## Given request a
In the chapter on simulation and permutation test P-values, what is the joint distribution of the observations invariant under when the null hypothesis is true?

## Supplied text

# Simulation and permutation test $P$-values

This chapter concerns the role of simulation in permutation tests. The set-up is as follows.

There is a measurable space $\mathcal{X}$ of possible observations.
We will observe $(X_j)_{j=1}^N$, where each $X_j \in \mathcal{X}$.
Let $\mathbb{P}$ denote the joint distribution of $(X_j)$.
There is a group $\mathcal{G}$ of transformations from $\mathcal{X}^N$
to itself, such that
if the null hypothesis $H_0$ is true, $\mathbb{P}$ is invariant under $\mathcal{G}$.
That is, under $H_0$, for every $\mathbb{P}$-measurable subset $A \subset \mathcal{X}^N$, for
every $g \in \mathcal{G}$, $\mathbb{P} \{ (X_j) \in A \} = \mathbb{P} \{ (X_j) \in g(A) \}$.
Equivalently, for every $(X_j)$-measurable function $f$, $\mathbb{E} f(X) = \mathbb{E} f(g(X))$.

It follows that if the null $H_0$ is true, the conditional distribution of any test statistic
$\phi(X)$ given $\phi(X) \in \mathcal{G}(x_0)$ is uniformly distributed on the multiset
$\phi(\mathcal{G}(x_0)) := \{ \phi(g(x_0)): g \in \mathcal{G} \}$.

## Data excerpts
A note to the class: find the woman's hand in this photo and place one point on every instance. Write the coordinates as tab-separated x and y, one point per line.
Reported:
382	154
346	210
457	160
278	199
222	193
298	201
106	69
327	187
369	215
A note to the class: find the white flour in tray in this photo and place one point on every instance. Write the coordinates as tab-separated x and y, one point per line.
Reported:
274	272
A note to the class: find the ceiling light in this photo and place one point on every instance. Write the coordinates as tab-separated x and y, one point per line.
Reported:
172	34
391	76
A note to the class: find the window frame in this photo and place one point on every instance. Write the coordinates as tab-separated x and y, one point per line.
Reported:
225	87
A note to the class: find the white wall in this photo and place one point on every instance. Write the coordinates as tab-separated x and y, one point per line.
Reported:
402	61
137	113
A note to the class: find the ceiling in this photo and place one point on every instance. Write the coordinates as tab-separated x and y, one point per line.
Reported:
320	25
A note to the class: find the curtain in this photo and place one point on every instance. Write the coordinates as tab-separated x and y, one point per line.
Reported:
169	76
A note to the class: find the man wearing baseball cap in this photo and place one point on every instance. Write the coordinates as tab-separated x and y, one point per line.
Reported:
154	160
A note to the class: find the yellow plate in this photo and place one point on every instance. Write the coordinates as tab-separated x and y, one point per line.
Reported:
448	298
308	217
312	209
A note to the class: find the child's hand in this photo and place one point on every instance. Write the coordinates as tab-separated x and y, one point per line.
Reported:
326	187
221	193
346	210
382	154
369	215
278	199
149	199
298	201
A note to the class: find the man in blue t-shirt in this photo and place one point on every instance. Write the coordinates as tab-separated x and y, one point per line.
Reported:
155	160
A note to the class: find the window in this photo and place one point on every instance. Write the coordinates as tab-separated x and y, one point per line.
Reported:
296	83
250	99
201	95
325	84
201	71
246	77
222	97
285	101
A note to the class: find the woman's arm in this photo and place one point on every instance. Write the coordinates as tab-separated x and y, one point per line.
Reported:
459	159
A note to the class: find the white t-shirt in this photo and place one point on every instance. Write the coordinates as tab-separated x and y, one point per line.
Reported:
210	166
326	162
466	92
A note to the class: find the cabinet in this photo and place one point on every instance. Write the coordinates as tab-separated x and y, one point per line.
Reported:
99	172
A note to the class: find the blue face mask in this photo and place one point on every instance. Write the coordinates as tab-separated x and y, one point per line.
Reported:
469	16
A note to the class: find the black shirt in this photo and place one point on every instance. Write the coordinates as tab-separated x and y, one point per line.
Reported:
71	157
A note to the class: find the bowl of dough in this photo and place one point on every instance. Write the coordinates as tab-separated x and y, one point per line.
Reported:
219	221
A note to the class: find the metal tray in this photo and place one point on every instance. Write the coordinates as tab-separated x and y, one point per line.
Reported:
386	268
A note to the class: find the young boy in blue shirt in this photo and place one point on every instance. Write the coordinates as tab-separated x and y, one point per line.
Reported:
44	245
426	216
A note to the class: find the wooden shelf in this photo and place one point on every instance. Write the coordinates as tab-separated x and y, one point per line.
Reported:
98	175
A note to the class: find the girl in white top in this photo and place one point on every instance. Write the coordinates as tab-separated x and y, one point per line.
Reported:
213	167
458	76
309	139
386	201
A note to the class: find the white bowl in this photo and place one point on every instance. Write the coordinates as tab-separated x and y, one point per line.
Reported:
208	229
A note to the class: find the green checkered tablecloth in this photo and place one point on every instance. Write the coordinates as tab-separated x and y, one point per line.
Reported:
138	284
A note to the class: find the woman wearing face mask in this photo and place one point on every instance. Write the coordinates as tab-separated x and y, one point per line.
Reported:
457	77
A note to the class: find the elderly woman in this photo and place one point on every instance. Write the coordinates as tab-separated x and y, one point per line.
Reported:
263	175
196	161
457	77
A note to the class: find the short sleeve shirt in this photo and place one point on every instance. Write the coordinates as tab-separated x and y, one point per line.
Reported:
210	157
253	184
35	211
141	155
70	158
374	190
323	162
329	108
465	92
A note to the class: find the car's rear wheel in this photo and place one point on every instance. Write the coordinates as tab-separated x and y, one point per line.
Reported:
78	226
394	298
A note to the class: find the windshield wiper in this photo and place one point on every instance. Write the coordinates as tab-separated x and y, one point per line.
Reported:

## Given request b
Gather every line in the entries above that contains the word "blue".

## Task result a
It is invariant under a group $\mathcal{G}$ of transformations from $\mathcal{X}^N$ to itself.

## Task result b
A note to the class: find the man in blue t-shirt in this photo and place one point on every instance. Write the coordinates as tab-separated x and y, one point per line.
A note to the class: find the blue face mask in this photo and place one point on every instance. Write the coordinates as tab-separated x and y, one point per line.
A note to the class: find the young boy in blue shirt in this photo and place one point on every instance. Write the coordinates as tab-separated x and y, one point per line.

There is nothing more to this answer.